Update the part that opens with the line containing "Exercise. Find the cream" and closes with the line containing "pixel 630 281" by replacing "instance" with "occurrence", leaving everything else unchanged, and give only those lines.

- **Data for this exercise**:
##############################

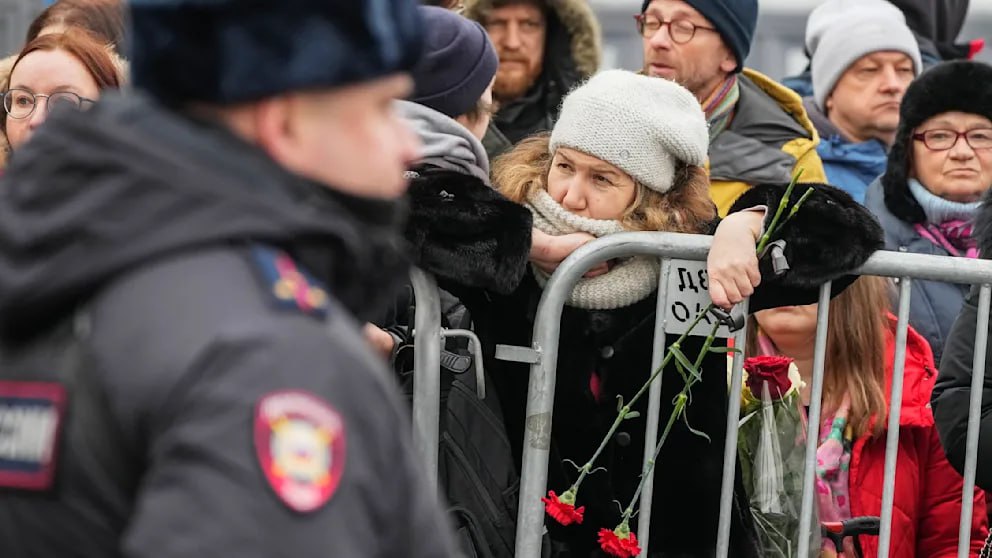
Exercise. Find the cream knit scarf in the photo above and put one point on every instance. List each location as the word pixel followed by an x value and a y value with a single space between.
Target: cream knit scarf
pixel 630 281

##############################

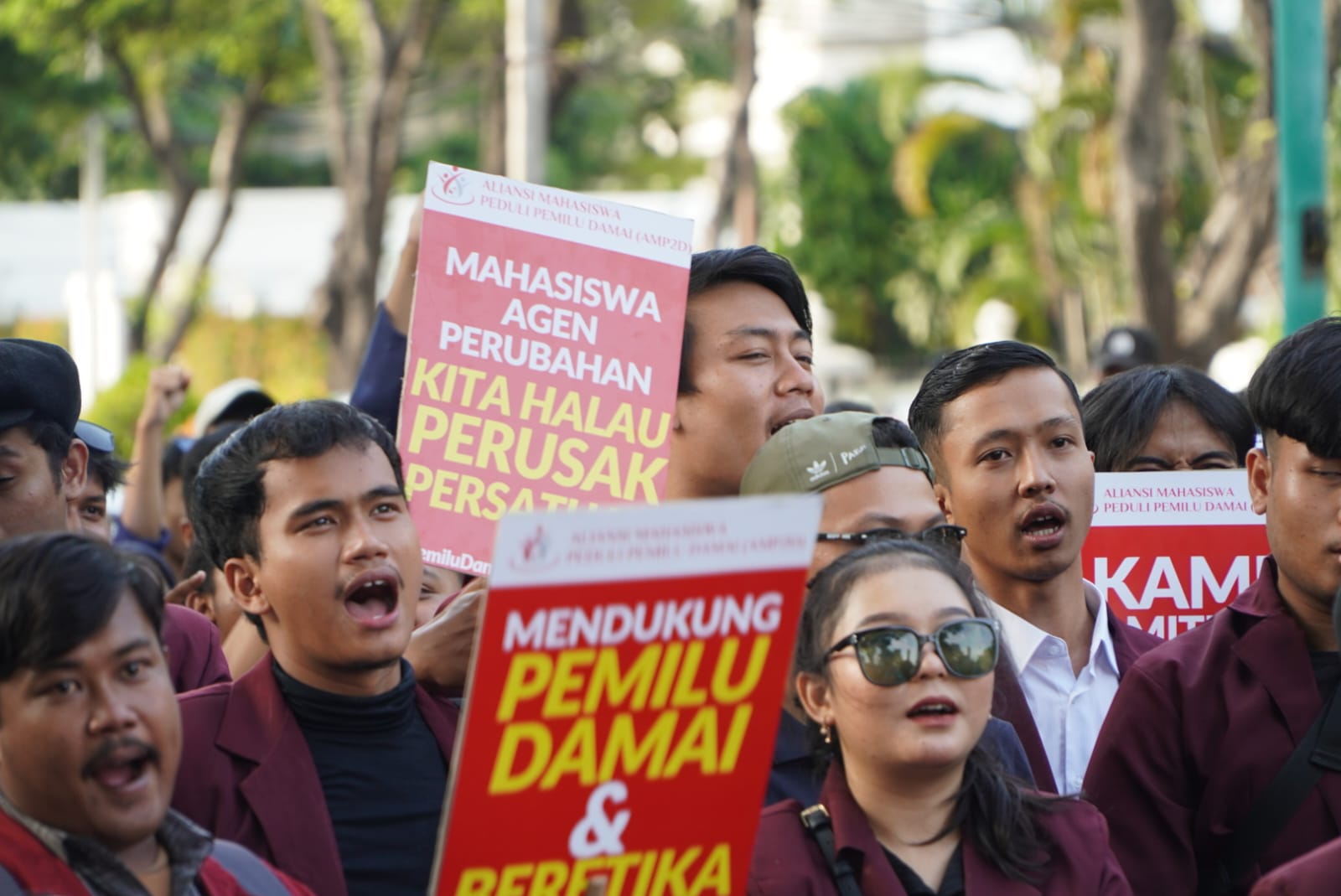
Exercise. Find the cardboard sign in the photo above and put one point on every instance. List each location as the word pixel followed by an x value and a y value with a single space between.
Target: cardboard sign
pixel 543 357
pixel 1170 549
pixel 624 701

##############################

- **Written solution**:
Exercise. Find the cream knit scarf in the photo above and put one point on every occurrence. List each location as the word pixel followed by an x value and a y value with a single space between.
Target: cream knit scarf
pixel 630 281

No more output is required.